#### [DATA FOR THIS TASK]
──────
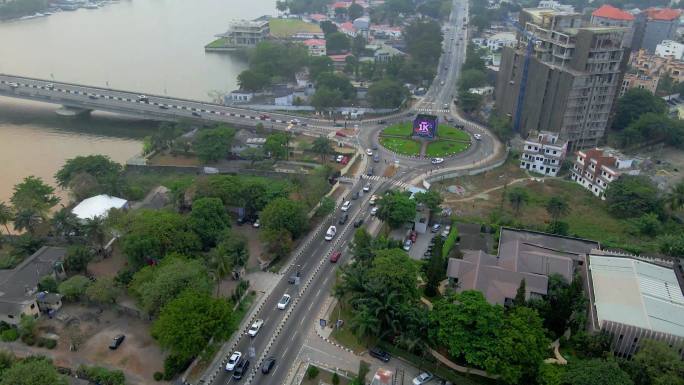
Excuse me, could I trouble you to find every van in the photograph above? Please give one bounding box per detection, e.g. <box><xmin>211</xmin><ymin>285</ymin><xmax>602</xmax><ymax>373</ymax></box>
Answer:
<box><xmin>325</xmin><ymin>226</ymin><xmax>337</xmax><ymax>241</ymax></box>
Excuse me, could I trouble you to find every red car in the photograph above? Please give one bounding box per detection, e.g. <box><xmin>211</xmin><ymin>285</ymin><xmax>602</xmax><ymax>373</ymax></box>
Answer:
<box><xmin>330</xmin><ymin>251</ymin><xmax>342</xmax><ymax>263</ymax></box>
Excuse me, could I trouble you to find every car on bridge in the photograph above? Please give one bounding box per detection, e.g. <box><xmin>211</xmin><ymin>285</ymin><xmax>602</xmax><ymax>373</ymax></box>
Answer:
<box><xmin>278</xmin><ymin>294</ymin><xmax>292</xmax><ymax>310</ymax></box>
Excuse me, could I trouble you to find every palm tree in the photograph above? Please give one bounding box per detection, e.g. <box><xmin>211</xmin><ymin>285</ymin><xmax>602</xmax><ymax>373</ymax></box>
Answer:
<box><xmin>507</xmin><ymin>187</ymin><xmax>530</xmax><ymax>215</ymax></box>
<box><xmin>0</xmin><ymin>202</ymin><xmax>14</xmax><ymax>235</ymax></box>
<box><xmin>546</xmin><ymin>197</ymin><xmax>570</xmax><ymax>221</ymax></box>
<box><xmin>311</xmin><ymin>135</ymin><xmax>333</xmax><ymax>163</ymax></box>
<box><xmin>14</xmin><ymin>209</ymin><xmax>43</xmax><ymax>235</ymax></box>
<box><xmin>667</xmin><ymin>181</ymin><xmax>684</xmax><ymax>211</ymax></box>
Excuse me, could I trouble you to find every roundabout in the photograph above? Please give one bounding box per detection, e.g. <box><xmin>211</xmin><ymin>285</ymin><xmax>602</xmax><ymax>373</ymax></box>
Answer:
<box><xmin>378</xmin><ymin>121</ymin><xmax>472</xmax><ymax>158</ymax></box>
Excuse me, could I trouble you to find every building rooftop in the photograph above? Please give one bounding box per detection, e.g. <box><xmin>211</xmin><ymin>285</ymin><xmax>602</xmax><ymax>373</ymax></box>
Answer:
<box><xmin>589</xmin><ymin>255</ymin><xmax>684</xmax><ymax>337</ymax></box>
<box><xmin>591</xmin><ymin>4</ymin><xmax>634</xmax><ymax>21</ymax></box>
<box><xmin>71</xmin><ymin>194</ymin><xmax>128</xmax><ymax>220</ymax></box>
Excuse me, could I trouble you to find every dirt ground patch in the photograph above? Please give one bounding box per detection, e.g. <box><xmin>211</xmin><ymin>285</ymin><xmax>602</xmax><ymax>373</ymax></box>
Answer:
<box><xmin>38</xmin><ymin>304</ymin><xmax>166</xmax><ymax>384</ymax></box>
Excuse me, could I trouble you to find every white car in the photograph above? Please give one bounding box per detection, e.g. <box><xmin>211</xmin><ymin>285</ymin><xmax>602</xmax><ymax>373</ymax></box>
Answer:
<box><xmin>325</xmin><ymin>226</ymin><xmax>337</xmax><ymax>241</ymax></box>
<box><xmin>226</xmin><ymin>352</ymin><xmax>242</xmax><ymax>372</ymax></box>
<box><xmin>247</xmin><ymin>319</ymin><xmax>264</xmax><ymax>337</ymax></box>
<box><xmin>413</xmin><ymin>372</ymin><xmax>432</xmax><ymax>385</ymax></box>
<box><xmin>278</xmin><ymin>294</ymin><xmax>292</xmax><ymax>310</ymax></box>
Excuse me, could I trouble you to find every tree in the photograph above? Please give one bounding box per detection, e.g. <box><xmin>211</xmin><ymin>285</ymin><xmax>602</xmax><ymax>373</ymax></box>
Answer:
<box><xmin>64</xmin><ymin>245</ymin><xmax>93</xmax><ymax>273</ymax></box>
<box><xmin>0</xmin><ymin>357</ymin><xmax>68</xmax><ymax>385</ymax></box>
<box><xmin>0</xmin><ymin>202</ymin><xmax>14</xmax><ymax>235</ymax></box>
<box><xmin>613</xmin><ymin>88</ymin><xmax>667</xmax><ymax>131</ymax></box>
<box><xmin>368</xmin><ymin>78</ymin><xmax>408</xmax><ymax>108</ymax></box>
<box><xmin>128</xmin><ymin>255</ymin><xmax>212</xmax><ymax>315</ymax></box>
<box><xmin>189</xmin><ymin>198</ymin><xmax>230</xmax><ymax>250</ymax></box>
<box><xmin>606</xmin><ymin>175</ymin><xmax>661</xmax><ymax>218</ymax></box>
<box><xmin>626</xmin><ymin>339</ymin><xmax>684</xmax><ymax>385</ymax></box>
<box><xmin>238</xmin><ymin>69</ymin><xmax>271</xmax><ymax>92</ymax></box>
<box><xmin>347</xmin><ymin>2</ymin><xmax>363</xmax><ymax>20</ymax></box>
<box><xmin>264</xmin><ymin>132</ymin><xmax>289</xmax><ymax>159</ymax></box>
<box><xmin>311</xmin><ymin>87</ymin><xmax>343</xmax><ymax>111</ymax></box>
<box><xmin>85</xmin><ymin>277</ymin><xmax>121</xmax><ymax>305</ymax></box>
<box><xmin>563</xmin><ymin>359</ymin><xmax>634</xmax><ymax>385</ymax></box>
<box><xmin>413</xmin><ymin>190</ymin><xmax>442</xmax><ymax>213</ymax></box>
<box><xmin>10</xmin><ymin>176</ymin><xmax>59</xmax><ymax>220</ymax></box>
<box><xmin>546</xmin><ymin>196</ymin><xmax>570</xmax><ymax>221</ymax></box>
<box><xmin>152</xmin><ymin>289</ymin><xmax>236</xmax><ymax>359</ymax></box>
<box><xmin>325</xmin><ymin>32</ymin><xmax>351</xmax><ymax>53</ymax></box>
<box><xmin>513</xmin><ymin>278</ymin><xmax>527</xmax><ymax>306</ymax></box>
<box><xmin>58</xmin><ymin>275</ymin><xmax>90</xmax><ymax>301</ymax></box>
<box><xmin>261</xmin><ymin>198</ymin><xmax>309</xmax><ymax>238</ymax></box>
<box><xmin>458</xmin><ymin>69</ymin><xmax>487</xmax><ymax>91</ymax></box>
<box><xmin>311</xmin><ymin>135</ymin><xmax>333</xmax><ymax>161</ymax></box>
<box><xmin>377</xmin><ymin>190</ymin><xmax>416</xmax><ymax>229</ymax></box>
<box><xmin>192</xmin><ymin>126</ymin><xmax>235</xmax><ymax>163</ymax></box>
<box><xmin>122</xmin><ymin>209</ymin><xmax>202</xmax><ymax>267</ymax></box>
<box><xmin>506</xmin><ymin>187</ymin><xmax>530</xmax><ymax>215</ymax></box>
──────
#### [WHAT YOU SHOULD DO]
Restate the listing above word for word, and skip the pictures.

#### [THE COMPLETED TASK]
Excuse me, could I trouble you to find every van in the photograph above? Please give one bounding box per detection, e.g. <box><xmin>211</xmin><ymin>285</ymin><xmax>602</xmax><ymax>373</ymax></box>
Answer:
<box><xmin>325</xmin><ymin>226</ymin><xmax>337</xmax><ymax>241</ymax></box>
Excuse me, could I trouble you to find every red car in the photograph above? Please give one bounding box per detection, e.g. <box><xmin>211</xmin><ymin>285</ymin><xmax>602</xmax><ymax>373</ymax></box>
Answer:
<box><xmin>330</xmin><ymin>251</ymin><xmax>342</xmax><ymax>263</ymax></box>
Excuse me, could I trouble you to find every car on bridge in the photograph above? Please give one bounding box per detection, e.g. <box><xmin>211</xmin><ymin>285</ymin><xmax>602</xmax><ymax>373</ymax></box>
Answer:
<box><xmin>278</xmin><ymin>294</ymin><xmax>292</xmax><ymax>310</ymax></box>
Excuse me, could I trouble you to find every palm tree in the photograph above? Please give one bounding box per detection, e.g. <box><xmin>211</xmin><ymin>285</ymin><xmax>602</xmax><ymax>373</ymax></box>
Answer:
<box><xmin>507</xmin><ymin>187</ymin><xmax>530</xmax><ymax>215</ymax></box>
<box><xmin>0</xmin><ymin>202</ymin><xmax>14</xmax><ymax>235</ymax></box>
<box><xmin>546</xmin><ymin>197</ymin><xmax>570</xmax><ymax>221</ymax></box>
<box><xmin>311</xmin><ymin>135</ymin><xmax>333</xmax><ymax>163</ymax></box>
<box><xmin>14</xmin><ymin>209</ymin><xmax>43</xmax><ymax>235</ymax></box>
<box><xmin>667</xmin><ymin>181</ymin><xmax>684</xmax><ymax>211</ymax></box>
Excuse me, could I trouble you to find every roundabout in the photograph above? Please give one bounding box per detection, e.g. <box><xmin>211</xmin><ymin>285</ymin><xmax>602</xmax><ymax>373</ymax></box>
Answer:
<box><xmin>378</xmin><ymin>121</ymin><xmax>472</xmax><ymax>158</ymax></box>
Excuse me, could I trouble you to find every building rooftop in the photograph above? Please give one bounding box per detection, e.g. <box><xmin>211</xmin><ymin>285</ymin><xmax>602</xmax><ymax>373</ymax></box>
Answer:
<box><xmin>589</xmin><ymin>255</ymin><xmax>684</xmax><ymax>337</ymax></box>
<box><xmin>591</xmin><ymin>4</ymin><xmax>634</xmax><ymax>21</ymax></box>
<box><xmin>71</xmin><ymin>194</ymin><xmax>128</xmax><ymax>220</ymax></box>
Excuse me, could I trouble you to find every dirt ground patch in the photograph above? Please give one bounding box per detection, e.g. <box><xmin>211</xmin><ymin>285</ymin><xmax>602</xmax><ymax>373</ymax></box>
Answer:
<box><xmin>38</xmin><ymin>304</ymin><xmax>166</xmax><ymax>384</ymax></box>
Excuse me, could I trouble you to find every white car in the photograph above? Please give one bounding box per detection, e.g. <box><xmin>211</xmin><ymin>285</ymin><xmax>602</xmax><ymax>373</ymax></box>
Answer:
<box><xmin>325</xmin><ymin>226</ymin><xmax>337</xmax><ymax>241</ymax></box>
<box><xmin>226</xmin><ymin>352</ymin><xmax>242</xmax><ymax>372</ymax></box>
<box><xmin>247</xmin><ymin>319</ymin><xmax>264</xmax><ymax>337</ymax></box>
<box><xmin>413</xmin><ymin>372</ymin><xmax>432</xmax><ymax>385</ymax></box>
<box><xmin>278</xmin><ymin>294</ymin><xmax>292</xmax><ymax>310</ymax></box>
Excuse me, could I trouble you to find every tree in the photograph above? Please give one bounding box per detection, e.g. <box><xmin>211</xmin><ymin>285</ymin><xmax>602</xmax><ymax>373</ymax></box>
Answer:
<box><xmin>64</xmin><ymin>245</ymin><xmax>93</xmax><ymax>273</ymax></box>
<box><xmin>0</xmin><ymin>357</ymin><xmax>68</xmax><ymax>385</ymax></box>
<box><xmin>0</xmin><ymin>202</ymin><xmax>14</xmax><ymax>235</ymax></box>
<box><xmin>613</xmin><ymin>88</ymin><xmax>667</xmax><ymax>131</ymax></box>
<box><xmin>368</xmin><ymin>78</ymin><xmax>408</xmax><ymax>108</ymax></box>
<box><xmin>128</xmin><ymin>255</ymin><xmax>212</xmax><ymax>315</ymax></box>
<box><xmin>189</xmin><ymin>198</ymin><xmax>230</xmax><ymax>250</ymax></box>
<box><xmin>606</xmin><ymin>175</ymin><xmax>661</xmax><ymax>218</ymax></box>
<box><xmin>626</xmin><ymin>339</ymin><xmax>684</xmax><ymax>385</ymax></box>
<box><xmin>238</xmin><ymin>69</ymin><xmax>271</xmax><ymax>92</ymax></box>
<box><xmin>347</xmin><ymin>2</ymin><xmax>363</xmax><ymax>20</ymax></box>
<box><xmin>264</xmin><ymin>132</ymin><xmax>289</xmax><ymax>159</ymax></box>
<box><xmin>311</xmin><ymin>87</ymin><xmax>343</xmax><ymax>111</ymax></box>
<box><xmin>85</xmin><ymin>277</ymin><xmax>121</xmax><ymax>305</ymax></box>
<box><xmin>563</xmin><ymin>359</ymin><xmax>634</xmax><ymax>385</ymax></box>
<box><xmin>413</xmin><ymin>190</ymin><xmax>442</xmax><ymax>213</ymax></box>
<box><xmin>10</xmin><ymin>176</ymin><xmax>59</xmax><ymax>220</ymax></box>
<box><xmin>546</xmin><ymin>196</ymin><xmax>570</xmax><ymax>221</ymax></box>
<box><xmin>152</xmin><ymin>289</ymin><xmax>236</xmax><ymax>359</ymax></box>
<box><xmin>325</xmin><ymin>32</ymin><xmax>351</xmax><ymax>53</ymax></box>
<box><xmin>513</xmin><ymin>278</ymin><xmax>527</xmax><ymax>306</ymax></box>
<box><xmin>58</xmin><ymin>275</ymin><xmax>90</xmax><ymax>301</ymax></box>
<box><xmin>261</xmin><ymin>198</ymin><xmax>309</xmax><ymax>238</ymax></box>
<box><xmin>458</xmin><ymin>69</ymin><xmax>487</xmax><ymax>91</ymax></box>
<box><xmin>311</xmin><ymin>135</ymin><xmax>333</xmax><ymax>161</ymax></box>
<box><xmin>377</xmin><ymin>190</ymin><xmax>416</xmax><ymax>229</ymax></box>
<box><xmin>192</xmin><ymin>126</ymin><xmax>235</xmax><ymax>163</ymax></box>
<box><xmin>122</xmin><ymin>209</ymin><xmax>202</xmax><ymax>267</ymax></box>
<box><xmin>506</xmin><ymin>187</ymin><xmax>530</xmax><ymax>215</ymax></box>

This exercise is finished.